Prompt => The expected output is the complete data, reproduced exactly.

┏━━

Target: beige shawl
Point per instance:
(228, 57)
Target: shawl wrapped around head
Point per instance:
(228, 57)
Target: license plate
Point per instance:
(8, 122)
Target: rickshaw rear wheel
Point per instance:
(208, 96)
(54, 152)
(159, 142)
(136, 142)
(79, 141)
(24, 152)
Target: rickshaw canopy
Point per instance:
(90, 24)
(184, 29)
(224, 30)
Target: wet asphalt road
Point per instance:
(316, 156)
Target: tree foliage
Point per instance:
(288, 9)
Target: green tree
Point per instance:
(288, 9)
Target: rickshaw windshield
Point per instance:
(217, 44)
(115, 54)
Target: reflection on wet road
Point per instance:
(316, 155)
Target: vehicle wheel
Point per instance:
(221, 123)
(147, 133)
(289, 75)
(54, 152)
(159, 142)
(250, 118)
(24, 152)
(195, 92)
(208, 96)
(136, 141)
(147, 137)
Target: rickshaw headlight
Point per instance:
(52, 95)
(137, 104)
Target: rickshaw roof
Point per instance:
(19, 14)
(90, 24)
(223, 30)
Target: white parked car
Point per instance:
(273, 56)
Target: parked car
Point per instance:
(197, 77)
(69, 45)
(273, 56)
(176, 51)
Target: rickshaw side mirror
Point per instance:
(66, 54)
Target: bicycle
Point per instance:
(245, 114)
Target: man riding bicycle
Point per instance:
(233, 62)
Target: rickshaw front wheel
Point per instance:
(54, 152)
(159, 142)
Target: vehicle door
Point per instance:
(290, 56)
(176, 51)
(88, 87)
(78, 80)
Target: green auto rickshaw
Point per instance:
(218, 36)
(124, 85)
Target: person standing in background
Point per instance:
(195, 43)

┗━━

Worked solution =>
Target: beige shawl
Point per instance:
(228, 57)
Target: shawl wrapped around head
Point per instance:
(228, 57)
Target: license plate
Point per instance:
(8, 122)
Target: rickshaw rear wheel
Point per instance:
(208, 96)
(54, 152)
(159, 142)
(136, 142)
(79, 141)
(24, 152)
Target: rickshaw canopy
Point per instance:
(90, 24)
(184, 29)
(224, 30)
Target: wet asphalt road
Point per instance:
(316, 156)
Target: tree foliage
Point per instance:
(288, 9)
Target: green tree
Point per instance:
(288, 9)
Target: rickshaw windshield
Point per instance:
(217, 44)
(115, 54)
Target: reflection on wet road
Point per instance:
(316, 155)
Target: vehicle wheel
Point per instance:
(221, 123)
(147, 133)
(289, 75)
(54, 152)
(159, 142)
(250, 118)
(24, 152)
(195, 92)
(208, 96)
(136, 141)
(147, 137)
Target: rickshaw headlight
Point per instance:
(52, 95)
(137, 104)
Target: rickshaw roof
Point per instance:
(19, 14)
(90, 24)
(223, 30)
Target: white parked car
Point per instance:
(273, 56)
Target: parked car
Point per instance:
(197, 77)
(69, 45)
(273, 56)
(176, 51)
Target: rickshaw side mirror
Point per instance:
(66, 54)
Target: bicycle
Point per instance:
(245, 114)
Target: man riding bicycle
Point per instance:
(233, 62)
Target: rickshaw front wheel
Point per instance:
(54, 152)
(159, 142)
Target: vehicle door
Point per instance:
(290, 56)
(176, 51)
(88, 87)
(78, 80)
Target: green auto rickshaw
Point per instance:
(218, 36)
(124, 85)
Target: person standing in background
Point per instance:
(195, 43)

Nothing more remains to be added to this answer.